**TASK TO CARRY OUT**
Rewrite every row from the one containing "Reviewer note: confirm that every instance of the cockpit" through the last row, adding 87 to each x and y coordinate in the answers and leaving all other text unchanged.

# START OF EXTRACTED MATERIAL

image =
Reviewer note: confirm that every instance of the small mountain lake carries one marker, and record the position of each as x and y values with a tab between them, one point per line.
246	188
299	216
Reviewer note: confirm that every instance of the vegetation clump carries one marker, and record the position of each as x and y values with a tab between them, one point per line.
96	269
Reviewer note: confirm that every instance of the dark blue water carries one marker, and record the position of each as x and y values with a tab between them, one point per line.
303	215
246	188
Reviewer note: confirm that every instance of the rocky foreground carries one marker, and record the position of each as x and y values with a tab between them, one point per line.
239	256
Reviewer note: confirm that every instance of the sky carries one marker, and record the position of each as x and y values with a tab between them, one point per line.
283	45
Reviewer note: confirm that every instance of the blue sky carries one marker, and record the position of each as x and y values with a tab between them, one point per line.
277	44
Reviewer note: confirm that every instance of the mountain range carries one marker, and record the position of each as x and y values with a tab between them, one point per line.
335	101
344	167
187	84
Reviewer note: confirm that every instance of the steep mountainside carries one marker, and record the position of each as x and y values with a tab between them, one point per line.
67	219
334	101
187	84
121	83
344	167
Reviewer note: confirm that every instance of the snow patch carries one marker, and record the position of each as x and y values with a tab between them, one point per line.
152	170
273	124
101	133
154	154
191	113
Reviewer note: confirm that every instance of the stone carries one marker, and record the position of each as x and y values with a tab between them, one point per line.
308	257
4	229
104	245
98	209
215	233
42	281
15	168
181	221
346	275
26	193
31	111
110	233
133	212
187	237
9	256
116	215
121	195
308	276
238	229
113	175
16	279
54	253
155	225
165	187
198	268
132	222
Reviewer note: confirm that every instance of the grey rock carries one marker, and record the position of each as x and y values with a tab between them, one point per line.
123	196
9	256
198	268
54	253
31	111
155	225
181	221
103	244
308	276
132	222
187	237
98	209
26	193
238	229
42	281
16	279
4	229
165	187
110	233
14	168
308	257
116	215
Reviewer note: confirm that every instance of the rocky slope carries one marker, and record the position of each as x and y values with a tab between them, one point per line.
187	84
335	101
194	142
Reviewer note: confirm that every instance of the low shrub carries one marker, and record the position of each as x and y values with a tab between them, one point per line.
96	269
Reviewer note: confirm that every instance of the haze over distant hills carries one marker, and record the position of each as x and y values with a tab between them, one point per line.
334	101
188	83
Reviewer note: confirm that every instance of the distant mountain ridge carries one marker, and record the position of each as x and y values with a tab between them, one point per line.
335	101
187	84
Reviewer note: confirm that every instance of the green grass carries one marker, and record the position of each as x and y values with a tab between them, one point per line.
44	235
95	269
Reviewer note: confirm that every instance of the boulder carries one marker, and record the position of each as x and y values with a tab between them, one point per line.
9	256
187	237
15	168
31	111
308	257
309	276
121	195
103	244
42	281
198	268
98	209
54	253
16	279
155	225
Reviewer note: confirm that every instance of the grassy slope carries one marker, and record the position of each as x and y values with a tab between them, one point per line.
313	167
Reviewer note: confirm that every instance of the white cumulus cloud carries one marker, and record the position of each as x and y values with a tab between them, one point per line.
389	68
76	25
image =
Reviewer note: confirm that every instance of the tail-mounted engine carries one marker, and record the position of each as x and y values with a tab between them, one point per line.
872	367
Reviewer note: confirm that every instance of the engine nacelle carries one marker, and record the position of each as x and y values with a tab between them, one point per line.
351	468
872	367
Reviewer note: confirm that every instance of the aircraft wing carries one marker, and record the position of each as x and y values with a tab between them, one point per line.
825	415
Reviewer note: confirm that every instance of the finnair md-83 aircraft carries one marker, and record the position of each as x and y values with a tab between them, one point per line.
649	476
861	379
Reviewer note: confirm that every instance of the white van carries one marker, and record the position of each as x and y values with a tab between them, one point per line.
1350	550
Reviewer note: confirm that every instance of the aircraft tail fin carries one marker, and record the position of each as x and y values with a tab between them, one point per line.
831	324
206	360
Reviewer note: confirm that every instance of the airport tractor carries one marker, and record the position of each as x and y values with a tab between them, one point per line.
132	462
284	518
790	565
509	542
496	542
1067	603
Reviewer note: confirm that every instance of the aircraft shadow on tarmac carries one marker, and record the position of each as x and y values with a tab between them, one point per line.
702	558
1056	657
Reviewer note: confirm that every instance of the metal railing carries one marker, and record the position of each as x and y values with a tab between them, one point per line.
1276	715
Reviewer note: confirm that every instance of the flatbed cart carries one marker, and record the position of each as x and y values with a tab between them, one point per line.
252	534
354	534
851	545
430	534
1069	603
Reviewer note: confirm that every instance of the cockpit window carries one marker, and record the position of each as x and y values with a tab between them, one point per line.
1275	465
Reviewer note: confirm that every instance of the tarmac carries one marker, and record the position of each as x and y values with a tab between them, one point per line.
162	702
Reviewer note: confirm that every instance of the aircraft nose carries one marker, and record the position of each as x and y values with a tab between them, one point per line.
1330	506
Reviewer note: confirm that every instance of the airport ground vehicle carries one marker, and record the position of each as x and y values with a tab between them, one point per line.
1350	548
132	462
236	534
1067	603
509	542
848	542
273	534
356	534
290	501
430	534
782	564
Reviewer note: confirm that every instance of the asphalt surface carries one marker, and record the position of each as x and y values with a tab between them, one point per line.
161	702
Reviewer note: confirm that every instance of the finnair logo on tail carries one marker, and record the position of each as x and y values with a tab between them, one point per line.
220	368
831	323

# END OF EXTRACTED MATERIAL

**FULL OUTPUT**
Reviewer note: confirm that every instance of the cockpit window carries one marker, and record the position of each as x and y values with a tab between them, one point per line.
1362	552
Reviewer note: confirm that every instance of the tarmac carries one marker, and record the position of each as x and y values with a tab between them, one point per line.
249	789
Reviewer note: confirm that every instance of the aircraft nose carries one marker, and record the position of each as x and y values with a tab between them, one point per line.
1417	593
Reviewer note: confirm that every instance of the airport ground vehicle carries one marker, and record the position of each as x and y values with a tab between them, one point per line.
1437	635
219	549
323	621
1154	690
596	629
935	629
360	621
443	621
377	588
517	621
869	651
Reviewer note: confirm that every instance of the asphalt surface carries one marker, and record the position of each as x and y values with a tab between them, one point per line.
248	789
Reviewer note: confirm that every instance of the finnair logo on tail carries one marker, and record the position of each as x and y values with a tab between them, one point per line.
307	455
918	410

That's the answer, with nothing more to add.